(Rows contained in a dataset)
########################################

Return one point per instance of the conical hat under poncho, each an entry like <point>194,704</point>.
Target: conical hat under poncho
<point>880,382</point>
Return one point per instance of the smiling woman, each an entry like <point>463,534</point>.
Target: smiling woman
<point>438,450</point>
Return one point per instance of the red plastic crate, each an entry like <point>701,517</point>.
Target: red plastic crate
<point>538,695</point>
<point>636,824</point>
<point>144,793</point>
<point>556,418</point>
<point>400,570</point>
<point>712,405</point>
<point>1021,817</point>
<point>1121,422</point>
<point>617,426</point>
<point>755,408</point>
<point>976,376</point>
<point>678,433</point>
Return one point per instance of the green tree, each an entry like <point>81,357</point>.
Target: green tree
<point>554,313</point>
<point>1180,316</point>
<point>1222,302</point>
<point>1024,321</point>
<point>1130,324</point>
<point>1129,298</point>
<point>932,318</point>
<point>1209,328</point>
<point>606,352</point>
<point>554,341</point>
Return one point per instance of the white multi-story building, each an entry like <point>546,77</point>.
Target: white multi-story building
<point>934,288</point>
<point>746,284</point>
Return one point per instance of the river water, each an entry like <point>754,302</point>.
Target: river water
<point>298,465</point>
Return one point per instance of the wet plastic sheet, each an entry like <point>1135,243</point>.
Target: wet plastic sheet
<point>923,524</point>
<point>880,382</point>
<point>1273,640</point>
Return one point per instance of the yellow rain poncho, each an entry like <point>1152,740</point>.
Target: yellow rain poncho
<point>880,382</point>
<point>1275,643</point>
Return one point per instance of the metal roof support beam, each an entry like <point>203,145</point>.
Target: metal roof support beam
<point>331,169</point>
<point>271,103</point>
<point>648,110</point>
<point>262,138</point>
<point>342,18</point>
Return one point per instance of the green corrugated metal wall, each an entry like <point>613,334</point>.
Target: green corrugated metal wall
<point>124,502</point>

########################################

» **GOAL OF THE EXERCISE**: Convert the rows from the start through the line containing "<point>438,450</point>" into a JSON list of strings, one string per line, leaving out any blank lines.

» **SOLUTION TO THIS TASK**:
[
  "Return one point per instance of the conical hat under poncho, each an entry like <point>194,704</point>.",
  "Target: conical hat under poncho",
  "<point>880,382</point>",
  "Return one point per instance of the smiling woman, each an entry like <point>463,534</point>.",
  "Target: smiling woman",
  "<point>438,450</point>"
]